>> start

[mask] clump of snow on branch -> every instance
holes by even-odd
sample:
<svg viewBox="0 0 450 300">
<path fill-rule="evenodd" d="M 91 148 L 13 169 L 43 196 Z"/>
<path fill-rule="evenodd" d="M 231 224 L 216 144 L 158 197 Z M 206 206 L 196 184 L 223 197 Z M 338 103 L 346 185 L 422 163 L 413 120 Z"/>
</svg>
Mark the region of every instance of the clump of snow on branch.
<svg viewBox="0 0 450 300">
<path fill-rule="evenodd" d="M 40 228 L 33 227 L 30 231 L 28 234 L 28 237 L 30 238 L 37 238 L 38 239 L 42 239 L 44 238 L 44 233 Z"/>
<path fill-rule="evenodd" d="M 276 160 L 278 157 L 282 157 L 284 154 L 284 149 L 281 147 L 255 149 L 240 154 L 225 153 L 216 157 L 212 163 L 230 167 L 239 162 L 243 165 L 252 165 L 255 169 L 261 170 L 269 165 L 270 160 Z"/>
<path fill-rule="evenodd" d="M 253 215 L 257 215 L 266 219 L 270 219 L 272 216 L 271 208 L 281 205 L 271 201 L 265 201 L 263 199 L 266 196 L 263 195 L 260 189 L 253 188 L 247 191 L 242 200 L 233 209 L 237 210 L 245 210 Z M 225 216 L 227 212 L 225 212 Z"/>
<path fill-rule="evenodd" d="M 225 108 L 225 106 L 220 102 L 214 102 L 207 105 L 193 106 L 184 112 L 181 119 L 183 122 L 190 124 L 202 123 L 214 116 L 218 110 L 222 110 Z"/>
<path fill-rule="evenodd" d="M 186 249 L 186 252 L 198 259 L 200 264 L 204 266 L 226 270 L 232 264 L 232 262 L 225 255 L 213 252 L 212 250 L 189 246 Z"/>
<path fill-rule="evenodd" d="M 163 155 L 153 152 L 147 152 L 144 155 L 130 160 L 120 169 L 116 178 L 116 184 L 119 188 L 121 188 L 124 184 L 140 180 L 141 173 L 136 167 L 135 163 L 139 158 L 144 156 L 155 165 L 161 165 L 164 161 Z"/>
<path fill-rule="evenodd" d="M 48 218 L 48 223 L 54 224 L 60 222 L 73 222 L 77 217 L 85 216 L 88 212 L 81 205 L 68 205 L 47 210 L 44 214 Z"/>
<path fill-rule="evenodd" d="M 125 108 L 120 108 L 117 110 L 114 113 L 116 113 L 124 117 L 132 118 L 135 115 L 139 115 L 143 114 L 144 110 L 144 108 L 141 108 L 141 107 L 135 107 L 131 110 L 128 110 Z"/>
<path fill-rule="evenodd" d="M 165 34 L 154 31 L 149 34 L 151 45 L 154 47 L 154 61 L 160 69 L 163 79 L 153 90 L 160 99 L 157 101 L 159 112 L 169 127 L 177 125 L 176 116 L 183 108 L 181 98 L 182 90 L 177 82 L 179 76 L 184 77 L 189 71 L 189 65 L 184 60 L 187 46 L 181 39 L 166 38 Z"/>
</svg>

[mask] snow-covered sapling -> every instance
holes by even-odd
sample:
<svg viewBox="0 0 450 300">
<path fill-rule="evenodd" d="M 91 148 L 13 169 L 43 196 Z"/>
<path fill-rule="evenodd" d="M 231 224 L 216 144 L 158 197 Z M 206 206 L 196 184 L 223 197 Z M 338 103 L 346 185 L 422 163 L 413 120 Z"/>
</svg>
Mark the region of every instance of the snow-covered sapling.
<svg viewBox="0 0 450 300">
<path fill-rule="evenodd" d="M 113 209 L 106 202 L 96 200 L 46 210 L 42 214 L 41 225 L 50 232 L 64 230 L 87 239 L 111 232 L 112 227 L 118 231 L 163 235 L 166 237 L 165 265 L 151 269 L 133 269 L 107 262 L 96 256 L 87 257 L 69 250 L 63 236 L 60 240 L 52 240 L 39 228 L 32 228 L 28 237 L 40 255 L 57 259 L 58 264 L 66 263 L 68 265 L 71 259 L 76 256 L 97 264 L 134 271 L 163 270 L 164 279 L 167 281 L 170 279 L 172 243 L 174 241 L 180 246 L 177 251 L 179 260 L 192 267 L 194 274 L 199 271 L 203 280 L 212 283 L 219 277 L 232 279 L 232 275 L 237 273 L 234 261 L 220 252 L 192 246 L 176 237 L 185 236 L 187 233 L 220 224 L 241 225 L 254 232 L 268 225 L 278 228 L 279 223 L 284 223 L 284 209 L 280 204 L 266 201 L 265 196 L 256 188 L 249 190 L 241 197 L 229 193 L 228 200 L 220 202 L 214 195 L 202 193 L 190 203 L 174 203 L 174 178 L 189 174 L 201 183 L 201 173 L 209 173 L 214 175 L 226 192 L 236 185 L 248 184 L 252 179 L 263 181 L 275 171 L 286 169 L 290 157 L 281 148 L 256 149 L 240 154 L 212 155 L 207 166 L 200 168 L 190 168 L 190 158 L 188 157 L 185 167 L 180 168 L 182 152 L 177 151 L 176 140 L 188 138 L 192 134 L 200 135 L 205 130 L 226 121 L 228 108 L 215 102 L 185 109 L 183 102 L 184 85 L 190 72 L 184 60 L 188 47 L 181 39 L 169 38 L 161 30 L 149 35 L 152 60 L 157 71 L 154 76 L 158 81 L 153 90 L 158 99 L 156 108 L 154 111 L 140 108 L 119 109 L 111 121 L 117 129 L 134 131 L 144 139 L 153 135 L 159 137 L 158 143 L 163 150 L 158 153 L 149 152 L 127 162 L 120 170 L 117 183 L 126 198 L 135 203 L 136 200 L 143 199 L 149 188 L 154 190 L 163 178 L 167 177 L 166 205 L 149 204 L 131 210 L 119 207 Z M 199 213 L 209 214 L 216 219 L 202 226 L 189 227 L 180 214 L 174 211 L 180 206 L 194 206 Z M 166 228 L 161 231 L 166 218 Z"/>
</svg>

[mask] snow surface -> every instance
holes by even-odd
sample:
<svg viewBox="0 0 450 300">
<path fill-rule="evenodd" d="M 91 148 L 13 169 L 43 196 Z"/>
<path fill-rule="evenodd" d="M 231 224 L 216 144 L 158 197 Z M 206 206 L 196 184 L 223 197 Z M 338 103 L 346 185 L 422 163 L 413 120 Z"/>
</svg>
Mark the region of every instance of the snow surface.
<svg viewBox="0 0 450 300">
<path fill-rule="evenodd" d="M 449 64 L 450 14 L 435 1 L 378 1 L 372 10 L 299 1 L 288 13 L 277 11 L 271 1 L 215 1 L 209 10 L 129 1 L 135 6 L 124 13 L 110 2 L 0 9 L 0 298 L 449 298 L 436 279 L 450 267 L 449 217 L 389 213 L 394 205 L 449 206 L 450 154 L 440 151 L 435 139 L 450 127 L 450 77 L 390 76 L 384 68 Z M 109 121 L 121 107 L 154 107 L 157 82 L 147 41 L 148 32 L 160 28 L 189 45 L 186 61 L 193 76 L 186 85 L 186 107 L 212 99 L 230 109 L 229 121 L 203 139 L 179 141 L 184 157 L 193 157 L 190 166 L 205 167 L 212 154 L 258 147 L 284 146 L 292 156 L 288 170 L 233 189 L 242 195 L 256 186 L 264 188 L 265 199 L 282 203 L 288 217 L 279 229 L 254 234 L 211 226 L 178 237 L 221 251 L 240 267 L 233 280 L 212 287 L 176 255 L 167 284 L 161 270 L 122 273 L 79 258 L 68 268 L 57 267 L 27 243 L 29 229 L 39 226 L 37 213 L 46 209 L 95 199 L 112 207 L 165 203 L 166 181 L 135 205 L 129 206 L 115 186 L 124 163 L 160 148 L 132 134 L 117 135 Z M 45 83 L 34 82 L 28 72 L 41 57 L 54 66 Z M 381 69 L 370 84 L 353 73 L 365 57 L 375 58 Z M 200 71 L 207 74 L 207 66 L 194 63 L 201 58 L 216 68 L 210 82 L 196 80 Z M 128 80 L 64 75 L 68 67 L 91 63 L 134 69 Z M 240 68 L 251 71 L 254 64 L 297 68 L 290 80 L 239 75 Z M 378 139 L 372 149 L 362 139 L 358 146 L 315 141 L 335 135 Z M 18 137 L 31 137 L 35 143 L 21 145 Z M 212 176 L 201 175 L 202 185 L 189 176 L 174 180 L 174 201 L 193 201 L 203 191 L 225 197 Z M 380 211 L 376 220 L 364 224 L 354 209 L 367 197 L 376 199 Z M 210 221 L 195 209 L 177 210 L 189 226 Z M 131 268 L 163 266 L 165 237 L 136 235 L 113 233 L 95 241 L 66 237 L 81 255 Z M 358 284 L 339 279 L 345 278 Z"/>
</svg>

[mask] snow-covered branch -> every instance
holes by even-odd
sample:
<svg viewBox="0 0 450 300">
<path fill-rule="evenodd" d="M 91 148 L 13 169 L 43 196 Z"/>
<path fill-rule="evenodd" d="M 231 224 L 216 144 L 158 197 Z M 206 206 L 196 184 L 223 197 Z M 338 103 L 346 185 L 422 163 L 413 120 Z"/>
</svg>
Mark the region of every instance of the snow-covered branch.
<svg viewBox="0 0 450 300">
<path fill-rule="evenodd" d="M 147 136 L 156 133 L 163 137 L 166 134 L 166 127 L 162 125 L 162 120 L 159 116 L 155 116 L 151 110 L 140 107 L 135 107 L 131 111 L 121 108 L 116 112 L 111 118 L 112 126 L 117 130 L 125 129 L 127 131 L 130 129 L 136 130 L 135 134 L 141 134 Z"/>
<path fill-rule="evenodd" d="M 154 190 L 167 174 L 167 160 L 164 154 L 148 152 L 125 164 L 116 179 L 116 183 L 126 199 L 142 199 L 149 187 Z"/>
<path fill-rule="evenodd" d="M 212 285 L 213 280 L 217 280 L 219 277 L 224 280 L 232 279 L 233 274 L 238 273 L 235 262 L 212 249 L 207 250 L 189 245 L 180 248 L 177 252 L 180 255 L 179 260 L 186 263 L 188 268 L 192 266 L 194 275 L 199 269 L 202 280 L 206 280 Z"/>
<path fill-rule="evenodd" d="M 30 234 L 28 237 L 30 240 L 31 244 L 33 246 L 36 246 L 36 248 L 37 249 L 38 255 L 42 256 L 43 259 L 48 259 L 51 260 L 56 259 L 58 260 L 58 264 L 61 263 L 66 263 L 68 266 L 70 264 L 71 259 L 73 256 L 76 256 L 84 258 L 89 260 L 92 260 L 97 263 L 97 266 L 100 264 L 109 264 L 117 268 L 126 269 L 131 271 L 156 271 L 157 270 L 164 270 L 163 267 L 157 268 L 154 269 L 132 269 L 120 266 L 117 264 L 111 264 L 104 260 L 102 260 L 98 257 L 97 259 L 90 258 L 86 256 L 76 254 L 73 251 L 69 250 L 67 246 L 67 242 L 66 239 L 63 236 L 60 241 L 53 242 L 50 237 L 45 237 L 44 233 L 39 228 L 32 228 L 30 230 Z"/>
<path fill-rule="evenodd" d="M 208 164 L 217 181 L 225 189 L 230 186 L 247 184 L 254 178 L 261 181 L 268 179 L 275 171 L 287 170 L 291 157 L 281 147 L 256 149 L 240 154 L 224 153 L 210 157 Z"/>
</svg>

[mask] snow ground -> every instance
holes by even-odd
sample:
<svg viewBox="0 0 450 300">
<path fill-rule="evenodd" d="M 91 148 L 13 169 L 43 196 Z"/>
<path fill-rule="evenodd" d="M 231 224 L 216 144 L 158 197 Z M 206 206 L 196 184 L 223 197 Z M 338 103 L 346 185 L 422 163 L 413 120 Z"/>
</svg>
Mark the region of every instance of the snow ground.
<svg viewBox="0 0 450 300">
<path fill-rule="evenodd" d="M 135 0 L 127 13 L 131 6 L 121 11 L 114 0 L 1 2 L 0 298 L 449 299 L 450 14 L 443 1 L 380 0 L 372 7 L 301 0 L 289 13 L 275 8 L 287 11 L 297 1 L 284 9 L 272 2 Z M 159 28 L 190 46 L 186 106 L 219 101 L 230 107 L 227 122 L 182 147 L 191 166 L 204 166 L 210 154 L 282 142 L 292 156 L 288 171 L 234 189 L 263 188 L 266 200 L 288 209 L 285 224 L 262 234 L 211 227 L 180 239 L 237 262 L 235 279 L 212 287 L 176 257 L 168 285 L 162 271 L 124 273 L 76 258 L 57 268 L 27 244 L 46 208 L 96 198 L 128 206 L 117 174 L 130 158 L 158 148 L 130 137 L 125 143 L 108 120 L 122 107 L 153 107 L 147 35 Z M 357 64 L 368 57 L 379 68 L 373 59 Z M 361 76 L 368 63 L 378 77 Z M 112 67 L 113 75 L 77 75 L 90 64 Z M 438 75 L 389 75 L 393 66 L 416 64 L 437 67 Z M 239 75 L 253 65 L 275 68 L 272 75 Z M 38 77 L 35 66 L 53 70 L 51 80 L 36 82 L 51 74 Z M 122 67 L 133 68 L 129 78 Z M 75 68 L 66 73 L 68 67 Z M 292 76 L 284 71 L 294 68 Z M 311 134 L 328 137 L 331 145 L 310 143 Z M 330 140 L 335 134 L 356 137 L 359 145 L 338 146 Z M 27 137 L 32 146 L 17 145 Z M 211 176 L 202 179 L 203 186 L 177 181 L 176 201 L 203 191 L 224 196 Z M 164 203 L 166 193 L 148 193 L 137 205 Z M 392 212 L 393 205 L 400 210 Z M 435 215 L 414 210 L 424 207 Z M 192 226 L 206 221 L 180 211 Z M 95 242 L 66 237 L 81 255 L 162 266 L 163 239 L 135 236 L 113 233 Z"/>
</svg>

>> end

**Problem to solve:** Copy out the listing word for word, from the line with "[mask] snow surface -> every instance" up to and including the line with "Mark the region of every instance of the snow surface.".

**Complete answer:**
[mask] snow surface -> every instance
holes by even-odd
sample:
<svg viewBox="0 0 450 300">
<path fill-rule="evenodd" d="M 91 148 L 13 169 L 43 196 Z"/>
<path fill-rule="evenodd" d="M 231 224 L 216 144 L 158 197 Z M 206 206 L 196 184 L 223 197 Z M 338 103 L 346 185 L 422 163 L 413 120 Z"/>
</svg>
Mark the region of every instance of the snow surface.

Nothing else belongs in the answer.